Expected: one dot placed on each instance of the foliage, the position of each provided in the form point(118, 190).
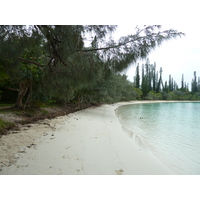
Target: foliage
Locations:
point(50, 62)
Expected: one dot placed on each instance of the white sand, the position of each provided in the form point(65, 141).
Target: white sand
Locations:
point(91, 141)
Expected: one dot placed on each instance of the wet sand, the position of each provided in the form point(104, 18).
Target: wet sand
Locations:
point(88, 142)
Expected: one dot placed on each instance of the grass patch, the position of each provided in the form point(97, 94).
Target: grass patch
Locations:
point(4, 126)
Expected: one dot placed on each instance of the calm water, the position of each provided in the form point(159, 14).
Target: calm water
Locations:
point(171, 131)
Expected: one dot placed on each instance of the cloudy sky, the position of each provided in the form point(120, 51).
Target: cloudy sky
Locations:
point(177, 56)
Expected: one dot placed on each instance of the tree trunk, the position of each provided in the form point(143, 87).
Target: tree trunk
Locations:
point(23, 87)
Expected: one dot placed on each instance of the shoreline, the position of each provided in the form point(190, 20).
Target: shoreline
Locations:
point(90, 142)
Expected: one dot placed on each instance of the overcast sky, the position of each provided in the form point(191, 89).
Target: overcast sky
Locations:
point(177, 56)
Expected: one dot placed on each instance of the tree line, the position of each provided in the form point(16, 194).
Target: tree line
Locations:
point(151, 85)
point(51, 63)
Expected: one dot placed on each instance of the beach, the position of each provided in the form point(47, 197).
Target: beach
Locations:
point(88, 142)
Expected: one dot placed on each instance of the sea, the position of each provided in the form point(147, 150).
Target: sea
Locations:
point(170, 131)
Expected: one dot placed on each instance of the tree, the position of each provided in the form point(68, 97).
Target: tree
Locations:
point(64, 63)
point(137, 76)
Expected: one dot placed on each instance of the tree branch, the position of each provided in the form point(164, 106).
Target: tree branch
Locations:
point(32, 62)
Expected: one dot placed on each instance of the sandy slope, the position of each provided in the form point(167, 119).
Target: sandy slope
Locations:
point(91, 141)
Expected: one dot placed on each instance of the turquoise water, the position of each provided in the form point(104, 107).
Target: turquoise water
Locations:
point(171, 131)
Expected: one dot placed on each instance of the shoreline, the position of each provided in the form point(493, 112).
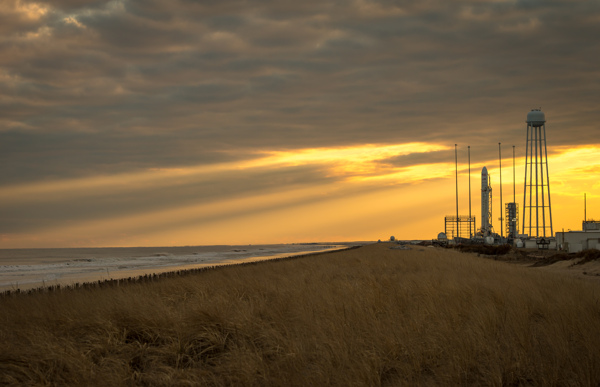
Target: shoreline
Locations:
point(150, 274)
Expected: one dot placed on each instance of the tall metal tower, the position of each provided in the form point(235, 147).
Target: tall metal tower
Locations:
point(537, 209)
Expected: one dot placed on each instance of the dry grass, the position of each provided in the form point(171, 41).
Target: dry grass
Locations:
point(370, 316)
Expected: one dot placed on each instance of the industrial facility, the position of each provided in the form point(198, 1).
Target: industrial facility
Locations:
point(537, 228)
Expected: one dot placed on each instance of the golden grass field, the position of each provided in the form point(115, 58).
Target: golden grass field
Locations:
point(369, 316)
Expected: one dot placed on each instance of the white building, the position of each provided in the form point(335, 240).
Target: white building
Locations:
point(575, 241)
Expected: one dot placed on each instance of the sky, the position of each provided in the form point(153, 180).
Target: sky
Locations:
point(162, 123)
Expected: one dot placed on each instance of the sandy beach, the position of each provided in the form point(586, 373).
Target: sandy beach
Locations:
point(26, 269)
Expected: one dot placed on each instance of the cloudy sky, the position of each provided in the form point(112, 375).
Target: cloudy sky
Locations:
point(141, 122)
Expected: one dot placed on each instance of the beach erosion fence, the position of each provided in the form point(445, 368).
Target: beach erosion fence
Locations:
point(110, 282)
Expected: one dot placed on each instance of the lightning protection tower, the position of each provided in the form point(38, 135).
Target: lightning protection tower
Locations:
point(537, 209)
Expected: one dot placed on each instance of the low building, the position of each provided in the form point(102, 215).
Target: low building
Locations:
point(575, 241)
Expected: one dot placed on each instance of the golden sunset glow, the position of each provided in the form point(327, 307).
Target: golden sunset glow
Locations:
point(131, 123)
point(360, 197)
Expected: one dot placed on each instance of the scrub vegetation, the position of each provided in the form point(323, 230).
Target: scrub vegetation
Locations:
point(368, 316)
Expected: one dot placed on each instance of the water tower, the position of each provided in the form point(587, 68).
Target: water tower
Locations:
point(537, 209)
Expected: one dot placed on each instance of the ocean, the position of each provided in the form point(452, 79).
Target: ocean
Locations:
point(30, 268)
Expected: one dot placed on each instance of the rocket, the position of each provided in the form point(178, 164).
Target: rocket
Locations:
point(486, 193)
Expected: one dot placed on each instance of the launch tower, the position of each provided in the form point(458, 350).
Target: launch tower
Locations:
point(537, 210)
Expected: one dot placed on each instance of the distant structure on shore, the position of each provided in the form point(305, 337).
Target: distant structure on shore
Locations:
point(536, 195)
point(537, 228)
point(486, 203)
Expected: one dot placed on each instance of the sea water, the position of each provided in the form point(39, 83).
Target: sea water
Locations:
point(29, 268)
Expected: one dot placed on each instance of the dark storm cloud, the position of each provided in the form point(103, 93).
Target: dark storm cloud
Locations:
point(93, 87)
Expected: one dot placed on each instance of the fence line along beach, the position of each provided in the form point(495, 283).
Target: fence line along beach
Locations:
point(33, 268)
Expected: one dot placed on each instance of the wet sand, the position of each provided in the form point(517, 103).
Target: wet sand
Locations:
point(83, 266)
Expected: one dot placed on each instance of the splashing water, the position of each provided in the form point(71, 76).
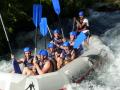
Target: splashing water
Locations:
point(108, 78)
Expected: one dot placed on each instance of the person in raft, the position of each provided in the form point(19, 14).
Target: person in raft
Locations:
point(43, 64)
point(27, 61)
point(82, 26)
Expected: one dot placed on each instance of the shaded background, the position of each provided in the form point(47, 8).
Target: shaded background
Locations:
point(17, 16)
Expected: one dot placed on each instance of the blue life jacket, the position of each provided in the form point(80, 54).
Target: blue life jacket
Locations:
point(58, 41)
point(51, 55)
point(66, 56)
point(41, 63)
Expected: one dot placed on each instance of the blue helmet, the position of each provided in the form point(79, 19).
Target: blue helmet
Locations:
point(73, 33)
point(81, 13)
point(66, 44)
point(44, 53)
point(27, 49)
point(39, 52)
point(56, 31)
point(51, 45)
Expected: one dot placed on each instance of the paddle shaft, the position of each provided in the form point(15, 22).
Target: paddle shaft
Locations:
point(50, 32)
point(6, 34)
point(60, 27)
point(36, 30)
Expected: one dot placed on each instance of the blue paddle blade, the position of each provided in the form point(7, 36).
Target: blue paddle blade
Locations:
point(78, 41)
point(56, 6)
point(37, 14)
point(16, 67)
point(43, 26)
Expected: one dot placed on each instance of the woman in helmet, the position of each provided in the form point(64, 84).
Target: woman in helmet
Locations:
point(27, 61)
point(73, 36)
point(43, 64)
point(82, 26)
point(51, 51)
point(68, 54)
point(57, 40)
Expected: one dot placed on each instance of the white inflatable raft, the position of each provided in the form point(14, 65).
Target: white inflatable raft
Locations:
point(75, 71)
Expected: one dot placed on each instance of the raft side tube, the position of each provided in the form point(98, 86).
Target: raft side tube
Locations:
point(50, 81)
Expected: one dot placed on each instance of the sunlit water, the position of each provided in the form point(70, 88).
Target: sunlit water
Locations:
point(109, 77)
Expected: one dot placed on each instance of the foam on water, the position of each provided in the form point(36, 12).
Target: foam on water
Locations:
point(109, 77)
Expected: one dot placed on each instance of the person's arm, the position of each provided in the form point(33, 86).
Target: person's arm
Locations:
point(45, 69)
point(72, 55)
point(19, 61)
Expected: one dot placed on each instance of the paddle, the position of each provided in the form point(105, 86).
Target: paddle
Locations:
point(37, 14)
point(56, 7)
point(43, 27)
point(78, 41)
point(6, 34)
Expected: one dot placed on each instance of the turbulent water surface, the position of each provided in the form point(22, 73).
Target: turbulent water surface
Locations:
point(108, 26)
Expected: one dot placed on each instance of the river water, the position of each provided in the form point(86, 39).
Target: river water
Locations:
point(107, 26)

§ §

» **Task goal**: Every line of the listing that includes the word "person" forms the answer.

» **Written response**:
Expected: one dot placed on each instance of the person in raft, the position of each provided in the form point(19, 14).
Target: person in raft
Expected: one dot placed on each instance of the person's arm, the position of each provided in the form point(33, 86).
Target: person's arm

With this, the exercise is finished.